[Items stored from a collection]
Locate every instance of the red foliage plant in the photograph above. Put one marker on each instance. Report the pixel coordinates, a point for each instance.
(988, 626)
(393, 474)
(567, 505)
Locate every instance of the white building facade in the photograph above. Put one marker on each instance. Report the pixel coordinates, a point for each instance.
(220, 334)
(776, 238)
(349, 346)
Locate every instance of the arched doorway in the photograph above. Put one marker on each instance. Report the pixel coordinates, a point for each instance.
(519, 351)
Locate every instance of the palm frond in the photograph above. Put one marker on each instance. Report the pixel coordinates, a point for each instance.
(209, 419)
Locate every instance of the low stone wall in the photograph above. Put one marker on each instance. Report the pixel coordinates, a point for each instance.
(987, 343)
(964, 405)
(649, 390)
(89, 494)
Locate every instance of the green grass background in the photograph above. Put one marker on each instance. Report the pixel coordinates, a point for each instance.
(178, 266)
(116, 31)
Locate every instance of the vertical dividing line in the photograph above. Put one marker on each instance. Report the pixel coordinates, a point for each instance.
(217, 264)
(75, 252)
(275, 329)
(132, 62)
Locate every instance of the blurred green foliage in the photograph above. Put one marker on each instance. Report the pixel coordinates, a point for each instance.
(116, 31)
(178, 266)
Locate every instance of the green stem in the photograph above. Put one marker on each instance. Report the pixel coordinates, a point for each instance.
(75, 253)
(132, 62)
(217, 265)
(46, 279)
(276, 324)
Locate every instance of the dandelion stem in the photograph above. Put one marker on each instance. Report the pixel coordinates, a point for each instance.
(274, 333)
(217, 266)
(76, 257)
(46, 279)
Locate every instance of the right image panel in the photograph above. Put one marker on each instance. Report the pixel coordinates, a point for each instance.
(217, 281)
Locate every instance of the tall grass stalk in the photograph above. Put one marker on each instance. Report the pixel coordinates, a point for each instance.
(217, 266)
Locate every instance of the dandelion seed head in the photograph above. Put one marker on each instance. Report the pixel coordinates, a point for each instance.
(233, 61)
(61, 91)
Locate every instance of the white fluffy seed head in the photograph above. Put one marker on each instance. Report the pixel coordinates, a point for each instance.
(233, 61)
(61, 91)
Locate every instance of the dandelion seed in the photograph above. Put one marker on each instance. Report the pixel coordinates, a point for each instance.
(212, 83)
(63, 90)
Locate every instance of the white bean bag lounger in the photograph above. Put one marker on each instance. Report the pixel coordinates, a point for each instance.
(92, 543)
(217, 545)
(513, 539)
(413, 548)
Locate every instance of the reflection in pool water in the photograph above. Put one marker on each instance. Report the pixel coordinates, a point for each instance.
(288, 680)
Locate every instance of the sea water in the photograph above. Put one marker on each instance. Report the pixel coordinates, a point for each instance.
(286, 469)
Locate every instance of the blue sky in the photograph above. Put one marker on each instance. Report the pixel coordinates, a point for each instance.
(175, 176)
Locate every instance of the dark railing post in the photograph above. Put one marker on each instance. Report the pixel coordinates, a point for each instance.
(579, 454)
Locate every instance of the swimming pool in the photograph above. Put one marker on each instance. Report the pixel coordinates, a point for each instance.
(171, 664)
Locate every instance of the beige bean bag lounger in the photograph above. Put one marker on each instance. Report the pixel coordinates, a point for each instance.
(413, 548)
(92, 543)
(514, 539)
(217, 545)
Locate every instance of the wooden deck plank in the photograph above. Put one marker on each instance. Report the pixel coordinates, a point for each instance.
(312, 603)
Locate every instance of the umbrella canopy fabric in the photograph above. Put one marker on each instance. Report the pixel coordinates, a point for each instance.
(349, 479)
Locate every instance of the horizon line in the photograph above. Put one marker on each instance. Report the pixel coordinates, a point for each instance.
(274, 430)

__Challenge__: Can you convert all the rows above into a two-column CSV with the header text,answer? Give one line per row, with its text and its answer each in a single quoted field and line breaks replaced by spaces.

__Answer to this exercise__:
text,answer
"Locate every instance of the red foliage plant in the photograph above. Put one marker on each instance. Report the pixel coordinates, a point for each instance.","(988, 626) (393, 474) (567, 505)"
"Locate every instance of the white building facade in the photograph above. Put one marker on each instance. Report the pixel coordinates, a point for each instance.","(220, 334) (776, 238) (349, 346)"
"Locate every instance of the arched doorway in the photograph above. Put one marker on each instance. Report the pixel coordinates, a point for each instance.","(519, 351)"
"Locate every instance of the palm frond in the photograph above. Put one marker on each instance. Report the pixel coordinates, a point for each instance.","(209, 419)"
"Locate every instance of the low stone wall in the photograph above. Put one marker on each instance. Report the pixel coordinates, a point for each instance.","(987, 343) (964, 405) (649, 390) (89, 494)"
"Locate every instance of the green grass background in the photograph above. Put one marker on each instance. Report the pixel coordinates, a point for each instance.","(178, 266) (116, 31)"
"Locate every instance of the vertical dividing line in the photograph above. Put one marker on each instance. Report the pixel coordinates, a point for each instance.","(217, 264) (75, 252) (275, 329) (132, 62)"
"Locate every instance of the blurred green foliage in the photograph above. Put one marker on each instance. Report the pixel coordinates, a point for each instance.","(116, 31) (178, 266)"
"Locate every instance of the green stem in the photograph above. Put one marker on each instance. Report the pixel coordinates, a point for each instance.","(75, 253) (132, 62) (217, 265) (46, 279) (276, 324)"
"Locate every instance of the dandelion stem in the photograph above. Put one marker on each instance. Report the pixel coordinates, a point for each instance.","(274, 333) (217, 266) (76, 257) (46, 279)"
"Locate every instance of the right image panel in the photograph above. Put one marker on each instance. Report the pixel coordinates, a point for each instance.","(217, 281)"
"Locate every instance of the tall grass stalk in the photograph above. Put one marker on each instance. Report the pixel coordinates, a point for each instance.","(217, 266)"
"Locate every instance of the dandelion seed head in the photograph above. Put one marker on each instance. Report the pixel coordinates, a point for each instance.","(233, 61) (61, 91)"
"Locate every instance of the white fluffy seed head in the photograph above. Put one marker on each instance. Report the pixel coordinates, a point for each instance.","(233, 61) (61, 91)"
"Locate every instance of the dandelion seed in the photograph above. Put one marker on each instance. Report the pixel coordinates, a point for each instance.","(212, 83) (63, 90)"
"Locate every instance of the white bean bag lounger in the photograph above. Put one marker on each instance. Report the pixel coordinates, a point for each instance.","(92, 543) (217, 545) (513, 539) (413, 548)"
"Locate every instance of the reflection in pool water in the photograph above. Put one marker on each instance. Report the pixel coordinates, a point for each instance.","(288, 680)"
"Locate every instance of the sea water in the photograph above. Put one marker on each instance. Report the pixel coordinates, a point for each instance.","(286, 469)"
"Locate every instance of the blue sky in the photograph above. Put one marker on each instance. Report the pixel coordinates, a point for each instance.","(175, 176)"
"Locate every instance of the dark railing post in the photograph above. Put one marker on each instance. Report the pixel coordinates, a point for each instance.","(579, 454)"
"Locate every instance of the swimming pool in the photograph above. Put one marker on each instance. Report the pixel coordinates, a point for each instance.","(171, 664)"
"Locate every instance of the beige bean bag lounger in the photograph above. Put one marker on each instance. Report the pixel coordinates, a point for each instance.","(413, 548) (92, 543) (514, 539) (217, 545)"
"Locate every instance of the wooden deck plank in the photograph above. Put one marker on each instance. Report the pixel coordinates, a point for each instance.","(312, 603)"
"Locate every instance of the umbrella canopy fabric in the photograph above. Put one marker on each instance. Report the pixel coordinates, a point for each instance.","(349, 479)"
"Locate every instance of the horizon line in the photograph above. Put one marker on each instance. Report the pixel coordinates, a point for each instance.","(274, 430)"